▶ [RECORDS PROVIDED]
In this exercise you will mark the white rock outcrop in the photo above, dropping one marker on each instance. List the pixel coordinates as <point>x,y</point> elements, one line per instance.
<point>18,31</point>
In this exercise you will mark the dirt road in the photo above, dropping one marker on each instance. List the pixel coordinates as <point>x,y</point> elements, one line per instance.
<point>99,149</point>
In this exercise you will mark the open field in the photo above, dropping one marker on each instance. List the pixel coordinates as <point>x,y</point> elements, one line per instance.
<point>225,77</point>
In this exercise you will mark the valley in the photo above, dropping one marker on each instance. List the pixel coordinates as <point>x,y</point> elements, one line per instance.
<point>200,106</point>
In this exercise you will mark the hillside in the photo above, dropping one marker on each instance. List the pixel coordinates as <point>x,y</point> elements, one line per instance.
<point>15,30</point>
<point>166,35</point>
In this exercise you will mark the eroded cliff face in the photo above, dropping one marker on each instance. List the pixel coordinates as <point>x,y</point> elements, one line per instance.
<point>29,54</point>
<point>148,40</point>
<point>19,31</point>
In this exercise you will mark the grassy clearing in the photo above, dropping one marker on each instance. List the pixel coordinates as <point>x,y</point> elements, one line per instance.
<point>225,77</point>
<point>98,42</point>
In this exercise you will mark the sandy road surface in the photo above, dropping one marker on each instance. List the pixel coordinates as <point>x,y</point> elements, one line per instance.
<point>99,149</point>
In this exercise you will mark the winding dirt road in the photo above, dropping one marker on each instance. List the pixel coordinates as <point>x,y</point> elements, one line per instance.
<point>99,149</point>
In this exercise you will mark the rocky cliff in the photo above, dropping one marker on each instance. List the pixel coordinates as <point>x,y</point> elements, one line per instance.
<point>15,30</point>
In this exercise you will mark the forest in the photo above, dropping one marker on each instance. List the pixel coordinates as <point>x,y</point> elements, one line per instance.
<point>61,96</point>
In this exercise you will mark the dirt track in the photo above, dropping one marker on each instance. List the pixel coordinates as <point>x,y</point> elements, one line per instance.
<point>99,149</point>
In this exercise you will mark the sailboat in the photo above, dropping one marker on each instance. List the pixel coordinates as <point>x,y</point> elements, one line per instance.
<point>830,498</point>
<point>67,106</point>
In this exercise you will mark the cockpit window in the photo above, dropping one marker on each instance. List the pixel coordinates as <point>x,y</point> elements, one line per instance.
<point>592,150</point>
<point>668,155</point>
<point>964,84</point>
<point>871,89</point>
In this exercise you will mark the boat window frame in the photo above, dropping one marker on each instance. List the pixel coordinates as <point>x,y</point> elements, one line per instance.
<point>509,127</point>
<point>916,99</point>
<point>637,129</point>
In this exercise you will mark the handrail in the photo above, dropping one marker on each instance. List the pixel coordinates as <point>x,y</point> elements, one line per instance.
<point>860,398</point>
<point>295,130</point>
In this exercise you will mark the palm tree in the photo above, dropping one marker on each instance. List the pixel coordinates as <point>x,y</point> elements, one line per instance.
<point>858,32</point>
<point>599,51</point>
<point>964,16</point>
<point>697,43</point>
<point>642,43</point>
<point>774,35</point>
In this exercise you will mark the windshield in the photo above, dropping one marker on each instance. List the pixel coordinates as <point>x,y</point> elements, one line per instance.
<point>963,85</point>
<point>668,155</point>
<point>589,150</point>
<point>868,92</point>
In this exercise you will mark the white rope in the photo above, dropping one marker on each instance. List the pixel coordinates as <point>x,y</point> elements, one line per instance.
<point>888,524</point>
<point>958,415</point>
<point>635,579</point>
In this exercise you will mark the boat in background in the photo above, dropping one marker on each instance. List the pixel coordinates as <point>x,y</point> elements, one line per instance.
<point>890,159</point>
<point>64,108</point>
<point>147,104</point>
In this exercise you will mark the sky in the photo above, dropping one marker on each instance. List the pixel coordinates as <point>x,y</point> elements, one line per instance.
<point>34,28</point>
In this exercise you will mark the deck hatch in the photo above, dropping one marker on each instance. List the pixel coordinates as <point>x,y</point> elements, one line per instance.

▶ [DIRECTIVE]
Reproduce all of the records above, substituting "pin" for each occurrence of "marker" and leaving every other character unchanged.

▶ [TASK ANSWER]
In this exercise you will mark the white rock outcrop in the photo above, dropping one pin on each instance. List the pixel coordinates as <point>x,y</point> elements, one line per instance.
<point>18,31</point>
In this exercise you will mark the dirt road in the photo above, dropping one pin on each instance. List the pixel coordinates as <point>x,y</point> elements, one line per instance.
<point>99,149</point>
In this exercise you will mark the open field in the photo above, dropping one pin on each instance. List the pixel coordinates as <point>x,y</point> elements, one line per instance.
<point>225,77</point>
In this exercise you will mark the valley in the photo above, dropping one pin on each instance. List the pixel coordinates as <point>x,y</point> elements, one line per instance.
<point>200,106</point>
In this exercise you will mark the hillside in the photo above, dropping one pin on each instance. List the pixel coordinates as <point>x,y</point> elements, one line per instance.
<point>15,30</point>
<point>166,35</point>
In this exercise you will mark the eroded cliff face in the photo above, dropping one pin on each instance. List the pixel coordinates as <point>x,y</point> elements, one line per instance.
<point>29,54</point>
<point>148,40</point>
<point>19,31</point>
In this exercise you will mark the grassy clearing in the photo above, dropping one pin on each instance. List the pixel coordinates as <point>x,y</point> elements, one line per instance.
<point>225,77</point>
<point>98,42</point>
In this exercise you will mark the sandy road surface in the photo above, dropping one pin on each instance. List the pixel coordinates as <point>x,y</point> elements, one line per instance.
<point>99,149</point>
In this exercise you will mark the winding dirt road in the photo above, dropping one pin on each instance. List the pixel coordinates as <point>x,y</point> elements, one line per instance.
<point>99,149</point>
In this exercise you will mark the rocky cliff in the photo above, dropping one pin on each instance. List the pixel coordinates as <point>x,y</point> elements, one line per instance.
<point>15,30</point>
In this exercise you will mark the forest in the photo above, dropping one pin on each instance. List the pixel coordinates as <point>x,y</point> elements, one line per instance.
<point>61,96</point>
In this exercise you will mark the dirt track in the photo above, dropping one pin on each instance. List the pixel coordinates as <point>x,y</point> elements, one line per instance.
<point>99,149</point>
In this exercise you will mark the sailboat in the photo above, dropping one pin on each instance. List the pixel coordinates as <point>x,y</point> elements, one line per instance.
<point>830,498</point>
<point>67,106</point>
In this exercise you will mark the cockpit window in the photo above, dropping one pin on each instance. List the pixel coordinates as <point>x,y</point> elements, one line per instance.
<point>592,150</point>
<point>668,155</point>
<point>964,84</point>
<point>871,89</point>
In this exercise you will mark the boat window frame in the photo above, dropping one pin on each instance. List the pixel coordinates as <point>x,y</point> elements, one line per instance.
<point>509,127</point>
<point>916,99</point>
<point>637,129</point>
In this exercise you will mark the handrail in the photo above, dropping one pin on each instance. List the pixel coordinates as <point>x,y</point> elements, one line per instance.
<point>860,398</point>
<point>295,130</point>
In this exercise you will mark the palm tree in the photo above, dropping one pin on each instance. List the pixel coordinates as <point>x,y</point> elements, one line per instance.
<point>858,32</point>
<point>599,51</point>
<point>964,16</point>
<point>697,43</point>
<point>642,43</point>
<point>774,35</point>
In this exercise you will mark the windshield in the photo above, dropping one pin on each instance. List the pixel coordinates as <point>x,y</point> elements, one line per instance.
<point>963,85</point>
<point>668,155</point>
<point>589,150</point>
<point>868,92</point>
In this exercise you will mark the white rope in the photo above, dropping one pin on each instance. List the pixel coordinates as <point>x,y</point> elements, one line per instance.
<point>888,524</point>
<point>958,415</point>
<point>635,579</point>
In this exercise you will mark the boat in background in the photo above, dropping one pin on each instance. List the pixel coordinates as <point>x,y</point> elements, one line per instance.
<point>890,159</point>
<point>64,108</point>
<point>147,104</point>
In this exercise you will mark the sky in the photo above, dropping one pin on each instance. List the pixel coordinates as <point>x,y</point> elements, one line per instance.
<point>34,28</point>
In this exercise you will mark the deck hatch in the photo above, dropping one pin on each instance. List the pixel coordinates as <point>x,y</point> elements, one line per instance.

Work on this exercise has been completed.